═════ Supplied records
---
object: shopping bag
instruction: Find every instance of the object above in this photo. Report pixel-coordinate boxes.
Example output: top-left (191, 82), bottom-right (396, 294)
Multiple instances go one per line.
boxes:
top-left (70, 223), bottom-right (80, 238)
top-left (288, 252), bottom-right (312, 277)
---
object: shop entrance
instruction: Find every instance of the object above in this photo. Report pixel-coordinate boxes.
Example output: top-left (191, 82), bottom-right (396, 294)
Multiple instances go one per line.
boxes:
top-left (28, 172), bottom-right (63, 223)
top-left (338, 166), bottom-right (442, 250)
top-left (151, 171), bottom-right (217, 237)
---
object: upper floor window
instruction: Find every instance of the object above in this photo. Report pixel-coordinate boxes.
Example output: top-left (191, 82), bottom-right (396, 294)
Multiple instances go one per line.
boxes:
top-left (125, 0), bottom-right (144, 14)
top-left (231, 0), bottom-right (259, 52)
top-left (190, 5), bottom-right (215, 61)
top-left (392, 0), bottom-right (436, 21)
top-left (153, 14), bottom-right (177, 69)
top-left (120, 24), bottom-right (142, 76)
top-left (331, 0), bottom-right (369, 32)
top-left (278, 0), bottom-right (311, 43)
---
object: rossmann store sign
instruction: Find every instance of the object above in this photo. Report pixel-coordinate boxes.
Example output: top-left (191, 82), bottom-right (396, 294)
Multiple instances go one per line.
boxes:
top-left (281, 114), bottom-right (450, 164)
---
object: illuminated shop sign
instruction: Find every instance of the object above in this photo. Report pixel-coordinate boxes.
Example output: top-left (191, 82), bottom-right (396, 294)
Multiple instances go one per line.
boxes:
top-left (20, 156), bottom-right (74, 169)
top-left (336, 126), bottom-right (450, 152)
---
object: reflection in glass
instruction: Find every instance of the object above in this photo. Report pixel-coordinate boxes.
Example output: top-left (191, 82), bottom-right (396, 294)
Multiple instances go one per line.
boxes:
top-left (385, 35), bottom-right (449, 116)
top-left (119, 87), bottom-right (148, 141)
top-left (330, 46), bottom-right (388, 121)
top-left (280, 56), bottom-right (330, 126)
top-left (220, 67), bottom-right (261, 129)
══════════
Rewrite all of the lines above, swapping "pixel-coordinate boxes" for "bounding boxes" wherever it appears and leaving everything else unchanged.

---
object: shopping bag
instruction: Find every instance of the object above in this photo. Report bounding boxes.
Example output: top-left (191, 82), bottom-right (396, 294)
Multiple instances go one per line.
boxes:
top-left (70, 223), bottom-right (80, 238)
top-left (288, 252), bottom-right (312, 277)
---
object: shop entrance
instruction: Find every instance of the object above in this photo. Report bounding boxes.
Example output: top-left (191, 82), bottom-right (396, 294)
Multiple instances go one per line.
boxes:
top-left (28, 172), bottom-right (63, 223)
top-left (338, 166), bottom-right (442, 250)
top-left (151, 171), bottom-right (217, 237)
---
object: upper floor window
instruction: Find every instance of the object above in this photo. Report bounding boxes.
Example output: top-left (191, 82), bottom-right (396, 294)
Multiple instances go one per line.
boxes:
top-left (125, 0), bottom-right (144, 14)
top-left (231, 0), bottom-right (259, 52)
top-left (190, 5), bottom-right (215, 61)
top-left (392, 0), bottom-right (436, 21)
top-left (153, 14), bottom-right (177, 69)
top-left (120, 24), bottom-right (142, 76)
top-left (331, 0), bottom-right (369, 32)
top-left (278, 0), bottom-right (311, 43)
---
object: rossmann store sign
instruction: Find every instance of the object above in this photo. Report bounding boxes.
Example output: top-left (191, 82), bottom-right (396, 294)
Multiple instances go one per line.
boxes:
top-left (281, 114), bottom-right (450, 164)
---
object: illuminated shop sign
instruction: Find every instance of the object above in this photo. Report bounding boxes.
Example output: top-left (191, 82), bottom-right (396, 294)
Multiple instances go one per line.
boxes:
top-left (20, 156), bottom-right (74, 169)
top-left (336, 126), bottom-right (450, 152)
---
object: reflection in glass
instruction: Find every instance of the object above in this photo. Report bounding boxes.
Example output: top-left (191, 82), bottom-right (396, 294)
Multiple instances go one per line.
boxes:
top-left (385, 35), bottom-right (449, 116)
top-left (119, 87), bottom-right (148, 141)
top-left (330, 46), bottom-right (388, 121)
top-left (280, 56), bottom-right (330, 126)
top-left (220, 67), bottom-right (261, 129)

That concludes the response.